*** Opening TEXT PROVIDED ***
A humble “round de town” short drop taxi driver and labourer with the Rio Claro Regional Corporation, Gangadeen says the river reminds him of dark and perilous days when, with a .357 Magnum strapped to his waist, in his master pirogue, he would slice the waters of the Ortoire heading to a marijuana field in the Mafeking jungle. He knew about making guns and selling them too.

Happily married to Barbara now, father of one beloved child, Shellene, owner of a nice home, and counsellor to young men on drug blocks, the river brings back a flood of memories of the “bad man” life Gangadeen once dangerously lived as a young man. The bullet still lodged in his left thigh is a constant reminder too.

But he still tells his story to youth everywhere, pleading with them to give up their guns. Gangadeen’s father was an alcoholic and wife beater, he said, tracing the start of his former criminal career. 

“We never had money to buy food and I dropped out of school in Form Three.

“I lived in the club, gambling, smoking weed, partying. My parents could no longer control me. I cussed them.”

But even during this rebellious time, young Gangadeen, nicknamed “Ranga” by then from the local phrase, “Rango Tango,” was sending one brother to school by cracking coconuts and playing wappie.

“He is a policeman today,” he said.

Gangadeen began cultivating a field “quite up in the forest on the banks” of the Ortoire.
*** Closing TEXT PROVIDED ***
§ TASKS:
(1) In the profile of Gangadeen, where is the bullet that is still lodged in his body?
(2) Repeat the profile of Gangadeen word for word from "Happily married to" to "and playing wappie.".
This material comes from a different source than the profile of Gangadeen.
*** Opening SUPPLIED MATERIAL ***
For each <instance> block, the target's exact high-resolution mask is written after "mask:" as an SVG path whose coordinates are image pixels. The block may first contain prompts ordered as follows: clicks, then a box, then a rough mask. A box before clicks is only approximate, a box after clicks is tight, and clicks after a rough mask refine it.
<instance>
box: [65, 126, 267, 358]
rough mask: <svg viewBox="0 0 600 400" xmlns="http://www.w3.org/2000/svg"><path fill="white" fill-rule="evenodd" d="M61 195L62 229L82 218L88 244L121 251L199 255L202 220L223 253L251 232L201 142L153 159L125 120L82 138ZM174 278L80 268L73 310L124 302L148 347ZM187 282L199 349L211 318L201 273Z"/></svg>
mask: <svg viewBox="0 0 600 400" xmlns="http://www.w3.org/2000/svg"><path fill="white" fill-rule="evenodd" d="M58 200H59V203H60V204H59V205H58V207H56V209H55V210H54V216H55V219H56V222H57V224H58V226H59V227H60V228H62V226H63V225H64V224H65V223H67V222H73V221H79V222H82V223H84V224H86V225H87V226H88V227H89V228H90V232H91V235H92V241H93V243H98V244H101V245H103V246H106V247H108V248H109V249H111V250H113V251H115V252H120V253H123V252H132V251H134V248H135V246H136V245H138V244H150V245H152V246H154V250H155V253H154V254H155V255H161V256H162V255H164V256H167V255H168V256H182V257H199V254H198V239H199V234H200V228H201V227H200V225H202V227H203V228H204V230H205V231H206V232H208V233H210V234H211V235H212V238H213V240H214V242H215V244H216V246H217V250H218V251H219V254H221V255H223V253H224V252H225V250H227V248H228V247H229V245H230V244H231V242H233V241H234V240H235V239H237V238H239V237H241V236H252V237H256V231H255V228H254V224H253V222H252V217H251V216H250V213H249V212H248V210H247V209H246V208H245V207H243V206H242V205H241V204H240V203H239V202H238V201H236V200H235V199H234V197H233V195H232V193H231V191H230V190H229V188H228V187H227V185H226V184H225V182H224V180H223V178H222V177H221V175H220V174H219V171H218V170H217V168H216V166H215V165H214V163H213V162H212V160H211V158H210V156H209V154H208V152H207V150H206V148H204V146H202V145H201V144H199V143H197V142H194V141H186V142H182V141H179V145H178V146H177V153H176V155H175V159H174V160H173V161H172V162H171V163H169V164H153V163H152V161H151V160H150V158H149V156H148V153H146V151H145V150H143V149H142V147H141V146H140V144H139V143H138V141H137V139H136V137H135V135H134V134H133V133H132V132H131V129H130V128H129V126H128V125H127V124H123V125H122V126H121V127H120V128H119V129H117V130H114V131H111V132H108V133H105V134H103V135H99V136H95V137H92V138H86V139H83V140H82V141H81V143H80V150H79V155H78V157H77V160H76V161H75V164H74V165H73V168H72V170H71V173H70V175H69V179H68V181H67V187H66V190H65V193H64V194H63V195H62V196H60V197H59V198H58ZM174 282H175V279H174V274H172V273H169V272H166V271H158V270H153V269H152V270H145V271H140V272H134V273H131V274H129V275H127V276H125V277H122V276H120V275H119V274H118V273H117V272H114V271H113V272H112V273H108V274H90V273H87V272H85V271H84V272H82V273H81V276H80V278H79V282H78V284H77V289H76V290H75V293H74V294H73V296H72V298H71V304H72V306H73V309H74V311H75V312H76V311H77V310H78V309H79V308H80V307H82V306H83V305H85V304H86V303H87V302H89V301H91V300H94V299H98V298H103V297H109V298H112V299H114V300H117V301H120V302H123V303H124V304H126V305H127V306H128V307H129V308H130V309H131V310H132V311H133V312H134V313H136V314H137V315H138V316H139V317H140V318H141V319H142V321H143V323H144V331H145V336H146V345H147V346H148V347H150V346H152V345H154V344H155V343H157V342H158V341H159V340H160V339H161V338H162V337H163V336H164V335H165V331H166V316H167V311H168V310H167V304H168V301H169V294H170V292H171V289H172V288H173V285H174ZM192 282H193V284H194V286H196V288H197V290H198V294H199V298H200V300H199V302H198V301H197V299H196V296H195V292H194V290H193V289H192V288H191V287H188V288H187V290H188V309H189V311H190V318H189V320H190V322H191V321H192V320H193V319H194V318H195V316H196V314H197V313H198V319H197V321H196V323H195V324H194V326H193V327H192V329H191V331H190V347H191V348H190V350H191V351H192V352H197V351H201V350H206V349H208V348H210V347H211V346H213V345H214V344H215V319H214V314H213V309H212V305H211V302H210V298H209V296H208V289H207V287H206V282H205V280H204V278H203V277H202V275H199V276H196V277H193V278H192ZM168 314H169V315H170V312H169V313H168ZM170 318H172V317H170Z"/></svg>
*** Closing SUPPLIED MATERIAL ***
§ REPLIES:
(1) In his left thigh.

(2)
Happily married to Barbara now, father of one beloved child, Shellene, owner of a nice home, and counsellor to young men on drug blocks, the river brings back a flood of memories of the “bad man” life Gangadeen once dangerously lived as a young man. The bullet still lodged in his left thigh is a constant reminder too.

But he still tells his story to youth everywhere, pleading with them to give up their guns. Gangadeen’s father was an alcoholic and wife beater, he said, tracing the start of his former criminal career. 

“We never had money to buy food and I dropped out of school in Form Three.

“I lived in the club, gambling, smoking weed, partying. My parents could no longer control me. I cussed them.”

But even during this rebellious time, young Gangadeen, nicknamed “Ranga” by then from the local phrase, “Rango Tango,” was sending one brother to school by cracking coconuts and playing wappie.